### WHAT IS ASKED
1. Answer these questions using the passage about Loris:
(a) Where did Loris enlist in the Navy?
(b) Which high school did he graduate from?
(c) How many acres did the submarine base grow to during World War II?
2. For each statement, tell whether the passage about Loris agrees with it. Answer yes or no and quote the words that settle it.
(a) Loris played softball in high school.
(b) The submarine base is physically located in the city of New London.
(c) After his mother died, the family lived with his father's parents in Troy, Ohio.
3. Copy word for word the part of the passage about Loris that begins at the words "After his birth" and stops after "in Troy, Ohio.".

After his birth and the death of his Mother, Loris, his Father, and Sister,
and Brother lived for a while with his late Mother's parents in Troy, Ohio.
His Father soon moved his family back to Pocahontas County, WV, where
Loris grew up and went to school. He graduated from Marlinton High School, where he had played on the softball team.
On 15 October 1942, Loris enlisted in the United States NAVY, at Charleston, Kanawha County, WV. He was sent to Submarine School at Submarine Base, New London, Connecticut. Despite being physically located in the Town of Groton, CT, the name New London became associated with the Navy Yard. The base had their main offices and housing in the larger city of New London, hence it was
christened as Naval Submarine Base New London. The second largest expansion of Submarine Base New London occurred during World War II, when it grew from 112 acres to 497 acres. The Submarine Force leaped in size, and the Base accommodated thousands of men to service the growing combat fleet.

### Coordinate annotation listing
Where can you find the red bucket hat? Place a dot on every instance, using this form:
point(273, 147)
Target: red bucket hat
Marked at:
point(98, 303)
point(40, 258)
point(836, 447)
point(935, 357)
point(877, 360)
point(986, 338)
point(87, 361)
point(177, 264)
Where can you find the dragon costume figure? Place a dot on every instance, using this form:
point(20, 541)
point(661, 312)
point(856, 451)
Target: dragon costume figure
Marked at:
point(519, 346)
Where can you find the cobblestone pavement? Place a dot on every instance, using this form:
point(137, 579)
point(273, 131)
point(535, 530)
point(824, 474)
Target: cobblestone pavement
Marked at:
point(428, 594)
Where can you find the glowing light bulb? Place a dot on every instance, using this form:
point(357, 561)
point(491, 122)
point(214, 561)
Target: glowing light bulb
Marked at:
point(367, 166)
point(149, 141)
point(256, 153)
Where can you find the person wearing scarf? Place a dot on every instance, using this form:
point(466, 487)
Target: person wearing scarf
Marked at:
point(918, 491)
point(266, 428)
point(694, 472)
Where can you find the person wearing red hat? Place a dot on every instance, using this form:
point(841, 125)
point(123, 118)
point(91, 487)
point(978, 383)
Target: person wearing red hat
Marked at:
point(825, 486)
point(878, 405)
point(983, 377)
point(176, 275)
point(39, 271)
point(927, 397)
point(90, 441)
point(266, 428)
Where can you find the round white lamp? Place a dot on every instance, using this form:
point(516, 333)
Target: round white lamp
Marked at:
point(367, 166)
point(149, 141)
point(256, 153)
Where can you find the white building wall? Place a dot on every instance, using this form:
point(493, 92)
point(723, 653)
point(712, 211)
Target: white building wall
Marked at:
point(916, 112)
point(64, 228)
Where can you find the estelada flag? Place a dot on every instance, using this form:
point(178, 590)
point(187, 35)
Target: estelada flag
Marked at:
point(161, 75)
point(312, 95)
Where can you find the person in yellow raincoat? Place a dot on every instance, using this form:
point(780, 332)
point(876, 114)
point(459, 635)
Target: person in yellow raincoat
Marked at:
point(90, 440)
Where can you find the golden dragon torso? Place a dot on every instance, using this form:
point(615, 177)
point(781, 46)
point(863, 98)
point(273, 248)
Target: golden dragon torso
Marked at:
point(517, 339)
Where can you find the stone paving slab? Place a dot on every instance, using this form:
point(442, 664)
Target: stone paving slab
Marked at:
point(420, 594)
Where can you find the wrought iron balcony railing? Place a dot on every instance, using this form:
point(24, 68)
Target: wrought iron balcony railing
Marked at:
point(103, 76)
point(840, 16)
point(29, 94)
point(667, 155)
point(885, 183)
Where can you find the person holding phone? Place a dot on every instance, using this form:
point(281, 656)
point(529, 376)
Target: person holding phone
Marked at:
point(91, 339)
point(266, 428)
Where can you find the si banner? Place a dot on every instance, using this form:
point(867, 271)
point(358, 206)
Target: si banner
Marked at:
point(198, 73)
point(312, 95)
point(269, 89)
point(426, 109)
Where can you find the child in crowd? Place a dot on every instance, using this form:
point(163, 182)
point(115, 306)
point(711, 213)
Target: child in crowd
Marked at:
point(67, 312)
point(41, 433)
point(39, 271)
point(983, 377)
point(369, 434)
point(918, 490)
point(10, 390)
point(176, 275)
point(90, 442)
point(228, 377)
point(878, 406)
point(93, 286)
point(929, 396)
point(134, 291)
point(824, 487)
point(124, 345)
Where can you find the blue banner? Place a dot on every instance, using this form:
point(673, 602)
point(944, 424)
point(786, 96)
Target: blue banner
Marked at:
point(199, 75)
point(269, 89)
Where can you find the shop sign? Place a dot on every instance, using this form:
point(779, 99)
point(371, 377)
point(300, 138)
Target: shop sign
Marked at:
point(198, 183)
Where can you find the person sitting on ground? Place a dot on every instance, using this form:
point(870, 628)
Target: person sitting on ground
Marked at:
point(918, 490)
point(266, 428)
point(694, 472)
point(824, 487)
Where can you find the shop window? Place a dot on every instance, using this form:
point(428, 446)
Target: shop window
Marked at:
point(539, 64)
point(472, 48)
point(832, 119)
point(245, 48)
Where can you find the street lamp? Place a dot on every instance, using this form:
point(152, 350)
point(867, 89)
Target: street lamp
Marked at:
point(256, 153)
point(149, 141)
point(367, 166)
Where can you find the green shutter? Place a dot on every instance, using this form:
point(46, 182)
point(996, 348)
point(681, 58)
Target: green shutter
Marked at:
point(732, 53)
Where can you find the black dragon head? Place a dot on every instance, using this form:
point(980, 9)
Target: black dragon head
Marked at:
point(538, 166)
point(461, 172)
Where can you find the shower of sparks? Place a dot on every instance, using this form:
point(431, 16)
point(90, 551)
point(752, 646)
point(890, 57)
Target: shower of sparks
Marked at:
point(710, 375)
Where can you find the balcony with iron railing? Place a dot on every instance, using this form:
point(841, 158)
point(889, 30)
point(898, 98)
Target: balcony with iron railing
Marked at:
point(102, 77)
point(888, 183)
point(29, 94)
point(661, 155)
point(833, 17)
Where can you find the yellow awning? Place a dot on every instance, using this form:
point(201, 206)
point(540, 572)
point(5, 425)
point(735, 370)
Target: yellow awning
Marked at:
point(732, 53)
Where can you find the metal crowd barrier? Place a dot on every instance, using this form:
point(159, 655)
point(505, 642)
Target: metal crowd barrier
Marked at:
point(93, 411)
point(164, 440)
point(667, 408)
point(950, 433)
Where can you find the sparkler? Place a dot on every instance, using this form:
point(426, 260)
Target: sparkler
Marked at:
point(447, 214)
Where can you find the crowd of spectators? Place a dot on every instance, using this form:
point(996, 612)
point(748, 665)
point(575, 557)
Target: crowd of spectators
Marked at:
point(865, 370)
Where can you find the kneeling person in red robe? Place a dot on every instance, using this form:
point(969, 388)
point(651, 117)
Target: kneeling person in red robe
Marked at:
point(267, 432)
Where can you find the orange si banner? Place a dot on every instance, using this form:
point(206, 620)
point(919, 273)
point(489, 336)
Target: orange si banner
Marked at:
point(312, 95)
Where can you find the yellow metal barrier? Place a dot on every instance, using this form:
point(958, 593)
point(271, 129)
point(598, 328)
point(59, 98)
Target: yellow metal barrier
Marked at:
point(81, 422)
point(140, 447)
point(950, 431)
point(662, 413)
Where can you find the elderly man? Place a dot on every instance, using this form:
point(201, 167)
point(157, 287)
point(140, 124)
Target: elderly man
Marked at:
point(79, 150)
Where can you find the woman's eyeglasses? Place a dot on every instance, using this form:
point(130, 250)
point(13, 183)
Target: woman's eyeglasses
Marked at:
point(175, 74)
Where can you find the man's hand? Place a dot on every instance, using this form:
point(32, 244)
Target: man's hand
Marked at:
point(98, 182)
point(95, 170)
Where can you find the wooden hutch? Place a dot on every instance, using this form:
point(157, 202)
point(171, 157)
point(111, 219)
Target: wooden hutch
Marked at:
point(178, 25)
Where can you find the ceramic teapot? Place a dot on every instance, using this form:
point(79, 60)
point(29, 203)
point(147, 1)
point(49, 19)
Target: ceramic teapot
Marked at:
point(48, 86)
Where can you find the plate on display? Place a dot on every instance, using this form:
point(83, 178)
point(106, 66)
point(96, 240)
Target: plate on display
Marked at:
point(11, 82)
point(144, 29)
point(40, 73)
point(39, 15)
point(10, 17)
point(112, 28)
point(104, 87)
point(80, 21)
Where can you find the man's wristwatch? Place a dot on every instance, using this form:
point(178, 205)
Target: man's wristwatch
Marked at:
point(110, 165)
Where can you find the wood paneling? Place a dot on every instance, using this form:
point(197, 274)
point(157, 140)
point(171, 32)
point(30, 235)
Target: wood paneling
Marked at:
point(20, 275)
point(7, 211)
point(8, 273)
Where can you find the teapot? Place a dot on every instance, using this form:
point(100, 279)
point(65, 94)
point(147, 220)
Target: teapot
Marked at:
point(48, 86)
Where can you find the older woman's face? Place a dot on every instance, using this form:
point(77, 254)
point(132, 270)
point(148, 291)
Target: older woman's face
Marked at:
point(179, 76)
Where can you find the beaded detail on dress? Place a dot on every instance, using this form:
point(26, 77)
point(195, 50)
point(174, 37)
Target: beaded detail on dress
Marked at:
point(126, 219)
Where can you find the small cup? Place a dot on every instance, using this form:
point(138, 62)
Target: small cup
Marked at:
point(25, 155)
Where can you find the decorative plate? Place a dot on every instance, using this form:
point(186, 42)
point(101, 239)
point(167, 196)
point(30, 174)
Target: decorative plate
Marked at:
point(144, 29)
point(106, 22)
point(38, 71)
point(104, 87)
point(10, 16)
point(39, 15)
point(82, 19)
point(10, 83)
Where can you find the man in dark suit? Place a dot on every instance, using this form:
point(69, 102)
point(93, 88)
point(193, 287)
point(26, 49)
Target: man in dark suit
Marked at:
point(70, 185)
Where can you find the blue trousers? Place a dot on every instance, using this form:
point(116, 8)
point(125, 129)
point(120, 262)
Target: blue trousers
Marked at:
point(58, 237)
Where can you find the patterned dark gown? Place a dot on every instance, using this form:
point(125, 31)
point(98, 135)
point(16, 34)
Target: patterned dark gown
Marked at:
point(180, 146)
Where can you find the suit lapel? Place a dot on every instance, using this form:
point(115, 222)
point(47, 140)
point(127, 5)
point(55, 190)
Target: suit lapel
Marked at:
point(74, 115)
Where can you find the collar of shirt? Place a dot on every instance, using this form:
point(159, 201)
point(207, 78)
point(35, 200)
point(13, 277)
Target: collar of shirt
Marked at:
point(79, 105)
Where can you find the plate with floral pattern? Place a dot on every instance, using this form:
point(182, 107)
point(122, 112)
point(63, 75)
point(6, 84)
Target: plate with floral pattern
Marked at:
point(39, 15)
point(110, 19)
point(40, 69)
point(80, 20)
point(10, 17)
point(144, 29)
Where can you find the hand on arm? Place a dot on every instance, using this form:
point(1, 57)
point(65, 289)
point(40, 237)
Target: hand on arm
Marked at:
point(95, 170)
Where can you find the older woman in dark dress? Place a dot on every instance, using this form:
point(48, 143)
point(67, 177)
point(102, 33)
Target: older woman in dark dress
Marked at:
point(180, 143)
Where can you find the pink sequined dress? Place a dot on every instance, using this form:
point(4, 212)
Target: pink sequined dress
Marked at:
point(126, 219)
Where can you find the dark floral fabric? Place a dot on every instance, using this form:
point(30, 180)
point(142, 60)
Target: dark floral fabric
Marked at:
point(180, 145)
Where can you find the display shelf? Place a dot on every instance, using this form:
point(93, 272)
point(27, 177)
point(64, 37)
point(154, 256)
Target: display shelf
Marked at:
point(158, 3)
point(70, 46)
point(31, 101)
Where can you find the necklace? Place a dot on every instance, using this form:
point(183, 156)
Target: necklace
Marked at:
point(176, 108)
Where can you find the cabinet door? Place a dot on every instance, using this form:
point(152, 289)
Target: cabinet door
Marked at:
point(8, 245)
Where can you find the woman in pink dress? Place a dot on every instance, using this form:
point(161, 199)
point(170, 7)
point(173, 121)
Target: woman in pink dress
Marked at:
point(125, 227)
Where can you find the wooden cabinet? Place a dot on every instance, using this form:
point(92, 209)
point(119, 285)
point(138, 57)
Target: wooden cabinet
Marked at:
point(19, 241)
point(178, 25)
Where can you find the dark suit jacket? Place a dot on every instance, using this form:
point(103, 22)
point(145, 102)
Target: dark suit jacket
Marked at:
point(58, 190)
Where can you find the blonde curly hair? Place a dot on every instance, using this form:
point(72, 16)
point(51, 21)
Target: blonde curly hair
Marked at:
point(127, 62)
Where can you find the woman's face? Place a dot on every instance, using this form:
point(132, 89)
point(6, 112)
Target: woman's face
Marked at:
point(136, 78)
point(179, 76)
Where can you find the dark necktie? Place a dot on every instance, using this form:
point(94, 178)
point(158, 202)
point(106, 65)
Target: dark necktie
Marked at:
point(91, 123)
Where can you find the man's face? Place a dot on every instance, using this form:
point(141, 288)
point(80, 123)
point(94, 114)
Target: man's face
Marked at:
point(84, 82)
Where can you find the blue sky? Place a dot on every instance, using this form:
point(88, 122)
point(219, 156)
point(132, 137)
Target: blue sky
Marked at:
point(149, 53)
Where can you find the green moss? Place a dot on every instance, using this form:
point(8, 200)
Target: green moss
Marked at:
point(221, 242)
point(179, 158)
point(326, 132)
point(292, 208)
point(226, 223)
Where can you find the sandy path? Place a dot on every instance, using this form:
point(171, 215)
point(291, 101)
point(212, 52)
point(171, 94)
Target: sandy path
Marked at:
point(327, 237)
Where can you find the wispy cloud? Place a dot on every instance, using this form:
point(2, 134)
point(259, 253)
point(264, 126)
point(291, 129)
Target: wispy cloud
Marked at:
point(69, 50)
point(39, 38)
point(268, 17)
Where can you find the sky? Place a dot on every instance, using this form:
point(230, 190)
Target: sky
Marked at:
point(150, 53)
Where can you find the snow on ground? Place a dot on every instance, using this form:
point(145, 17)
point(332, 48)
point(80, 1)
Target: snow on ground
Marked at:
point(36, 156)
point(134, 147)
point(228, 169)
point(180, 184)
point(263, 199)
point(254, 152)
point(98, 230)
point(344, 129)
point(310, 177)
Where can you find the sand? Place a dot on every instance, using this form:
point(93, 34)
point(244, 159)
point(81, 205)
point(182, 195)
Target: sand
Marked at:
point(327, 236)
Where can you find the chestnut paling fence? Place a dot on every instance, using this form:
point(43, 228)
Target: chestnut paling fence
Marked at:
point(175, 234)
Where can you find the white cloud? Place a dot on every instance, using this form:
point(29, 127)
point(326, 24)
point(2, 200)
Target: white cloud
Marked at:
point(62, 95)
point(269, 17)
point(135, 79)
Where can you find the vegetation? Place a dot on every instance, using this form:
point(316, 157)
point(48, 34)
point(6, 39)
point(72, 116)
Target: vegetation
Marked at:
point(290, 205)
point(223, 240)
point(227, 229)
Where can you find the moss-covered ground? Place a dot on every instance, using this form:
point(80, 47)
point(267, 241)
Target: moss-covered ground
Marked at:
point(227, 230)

### TASK RESULTS
1.
(a) At Charleston, Kanawha County, WV.
(b) Marlinton High School.
(c) 497 acres.

2.
(a) Yes: "He graduated from Marlinton High School, where he had played on the softball team."
(b) No: "Despite being physically located in the Town of Groton, CT, the name New London became associated with the Navy Yard."
(c) No: "lived for a while with his late Mother's parents in Troy, Ohio."

3.
After his birth and the death of his Mother, Loris, his Father, and Sister,
and Brother lived for a while with his late Mother's parents in Troy, Ohio.